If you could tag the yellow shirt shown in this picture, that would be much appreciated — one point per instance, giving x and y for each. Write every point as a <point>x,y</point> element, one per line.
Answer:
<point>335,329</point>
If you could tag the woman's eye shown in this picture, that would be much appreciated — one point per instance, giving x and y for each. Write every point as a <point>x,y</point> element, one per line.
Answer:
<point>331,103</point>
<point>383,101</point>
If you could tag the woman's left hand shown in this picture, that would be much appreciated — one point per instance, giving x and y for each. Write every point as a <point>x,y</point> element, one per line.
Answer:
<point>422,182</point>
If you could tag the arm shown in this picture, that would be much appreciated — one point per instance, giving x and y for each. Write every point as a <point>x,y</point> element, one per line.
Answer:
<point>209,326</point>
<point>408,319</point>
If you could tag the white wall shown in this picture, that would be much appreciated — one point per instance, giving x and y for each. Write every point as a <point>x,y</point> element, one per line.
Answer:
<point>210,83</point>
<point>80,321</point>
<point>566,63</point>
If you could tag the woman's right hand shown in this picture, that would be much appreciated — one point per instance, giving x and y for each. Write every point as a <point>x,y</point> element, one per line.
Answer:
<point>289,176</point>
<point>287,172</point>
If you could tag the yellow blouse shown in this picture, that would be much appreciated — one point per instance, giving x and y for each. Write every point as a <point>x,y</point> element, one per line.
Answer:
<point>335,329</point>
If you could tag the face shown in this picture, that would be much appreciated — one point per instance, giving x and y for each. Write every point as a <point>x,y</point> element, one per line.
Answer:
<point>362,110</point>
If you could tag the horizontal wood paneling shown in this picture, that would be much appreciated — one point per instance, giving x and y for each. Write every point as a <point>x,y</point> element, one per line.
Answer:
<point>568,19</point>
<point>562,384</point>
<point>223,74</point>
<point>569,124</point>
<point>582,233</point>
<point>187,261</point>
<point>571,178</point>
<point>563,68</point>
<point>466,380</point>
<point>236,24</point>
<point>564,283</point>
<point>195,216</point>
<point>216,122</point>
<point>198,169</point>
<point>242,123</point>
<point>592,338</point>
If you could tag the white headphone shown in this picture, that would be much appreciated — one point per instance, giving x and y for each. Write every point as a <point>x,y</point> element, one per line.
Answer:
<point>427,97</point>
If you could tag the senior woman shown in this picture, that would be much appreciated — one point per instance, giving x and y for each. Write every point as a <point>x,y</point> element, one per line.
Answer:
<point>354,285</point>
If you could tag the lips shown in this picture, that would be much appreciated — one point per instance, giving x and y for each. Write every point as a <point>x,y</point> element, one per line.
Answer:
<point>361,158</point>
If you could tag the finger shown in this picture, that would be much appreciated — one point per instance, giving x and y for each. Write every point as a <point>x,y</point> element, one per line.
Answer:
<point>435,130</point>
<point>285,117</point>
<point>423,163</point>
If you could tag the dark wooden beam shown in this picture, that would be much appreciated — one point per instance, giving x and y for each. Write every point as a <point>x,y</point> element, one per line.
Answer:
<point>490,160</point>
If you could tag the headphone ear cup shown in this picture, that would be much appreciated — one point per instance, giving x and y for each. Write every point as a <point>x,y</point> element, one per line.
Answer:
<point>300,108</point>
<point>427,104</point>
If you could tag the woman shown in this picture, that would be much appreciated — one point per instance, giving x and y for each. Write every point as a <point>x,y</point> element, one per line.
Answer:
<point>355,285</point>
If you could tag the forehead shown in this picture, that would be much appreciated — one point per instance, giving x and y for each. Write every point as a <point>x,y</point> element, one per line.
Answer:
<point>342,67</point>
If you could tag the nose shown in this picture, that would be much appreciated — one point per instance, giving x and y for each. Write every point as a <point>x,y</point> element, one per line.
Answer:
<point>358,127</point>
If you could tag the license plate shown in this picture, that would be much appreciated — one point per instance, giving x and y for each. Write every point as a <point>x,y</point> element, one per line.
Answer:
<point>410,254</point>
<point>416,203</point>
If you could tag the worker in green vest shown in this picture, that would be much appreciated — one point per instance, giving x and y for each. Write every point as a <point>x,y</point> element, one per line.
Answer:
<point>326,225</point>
──────
◆ Problem statement
Exact transcription of the records is all that is wanted.

◆ Task result
If you could tag the yellow shirt shown in this picture, that would be much appreciated — one point per instance, giving x and y for each. Write every point as a <point>x,y</point> element, one per line.
Answer:
<point>335,329</point>
If you could tag the woman's eye shown in this picture, that would be much appreciated — one point per instance, giving x and y for each. Write every point as a <point>x,y</point> element, one per line.
Answer:
<point>331,103</point>
<point>383,101</point>
If you could tag the woman's left hand shown in this picture, that would be much appreciated — one point per instance, giving x and y for each. Write every point as a <point>x,y</point> element, one per line.
Answer:
<point>422,182</point>
If you could tag the arm shown in this picture, that would be much appreciated — one point per instance, giving x and y for each. Write every point as a <point>x,y</point> element, one per line.
Answer:
<point>209,326</point>
<point>408,319</point>
If you could tag the white wall shown in this picture, that would be much appreciated — one point per instance, giving x and y for each. Write every point as a <point>x,y</point> element, one per line.
Answer:
<point>210,83</point>
<point>80,321</point>
<point>566,63</point>
If you could tag the woman's right hand shown in this picture, that would be much appreciated — one point per instance, giving x and y for each. Write every point as a <point>x,y</point> element, one per line.
Answer:
<point>289,176</point>
<point>287,172</point>
If you could tag the yellow blouse shown in this picture, that would be much appreciated — one point per instance, giving x and y for each. Write every point as a <point>x,y</point> element, one per line.
Answer:
<point>335,329</point>
If you could tag the face shown in this picture, that would be much appreciated — one point per instance, giving x and y for each. Write every point as a <point>x,y</point> element, one per line.
Answer:
<point>362,110</point>
If you could tag the horizontal wood paneling shown in this picture, that would be much appreciated — one point per instance, giving x and y for each. Write every point as a <point>x,y</point> element, one per line.
Answer:
<point>568,19</point>
<point>562,384</point>
<point>223,74</point>
<point>569,124</point>
<point>582,233</point>
<point>187,261</point>
<point>571,178</point>
<point>563,68</point>
<point>466,380</point>
<point>236,24</point>
<point>564,283</point>
<point>195,216</point>
<point>216,122</point>
<point>198,169</point>
<point>242,123</point>
<point>592,338</point>
If you could tag the white headphone shown in this picture, that would be much appreciated — one point per instance, giving x and y for each. Write every point as a <point>x,y</point> element, one per line.
Answer:
<point>427,97</point>
If you could tag the senior woman shown in this picture, that would be much appreciated — one point per instance, giving x and y for each. Write every point as a <point>x,y</point> element, one per line.
Answer:
<point>354,285</point>
If you could tag the lips shown in this picture, that would be much appreciated — one point per instance, giving x and y for each. Write every point as a <point>x,y</point> element, one per line.
Answer:
<point>361,158</point>
If you could tag the finger shown in this picture, that would be much appreciated — one point per instance, giving x and y for each. Write every point as a <point>x,y</point> element, one per line.
Answer:
<point>435,130</point>
<point>285,117</point>
<point>423,163</point>
If you could tag the dark wooden beam shown in this picture, that would be much appreciated — one point per instance, giving x and y for each. Write every point as a <point>x,y</point> element, one per line.
Answer:
<point>490,160</point>
If you could tag the headphone ear cup shown in this picture, that would be much appreciated — one point per instance, giving x and y for each. Write every point as a <point>x,y</point> element, one per line.
Answer:
<point>300,108</point>
<point>427,104</point>
If you could tag the woman shown in this picture, that would be much appreciated — one point per instance, giving x and y for each. Write every point as a <point>x,y</point> element, one per line.
Answer:
<point>355,285</point>
If you could tag the forehead shown in this picture, that would be much appreciated — one point per instance, giving x and y for each. Write every point as a <point>x,y</point> element, one per line.
Answer:
<point>342,67</point>
If you could tag the nose shown in this picture, that would be much appreciated — one point per instance, giving x and y for each. Write every point as a <point>x,y</point> element, one per line.
Answer:
<point>358,127</point>
If you could tag the license plate shown in this picture, that would be much appreciated — one point per instance, giving x and y for each. Write every point as a <point>x,y</point> element, one per line.
Answer:
<point>410,254</point>
<point>416,203</point>
If you could tag the worker in green vest shown in this picture, that would be much appreciated — one point per instance, giving x and y for each. Write every point as a <point>x,y</point> element, one per line.
Answer:
<point>326,225</point>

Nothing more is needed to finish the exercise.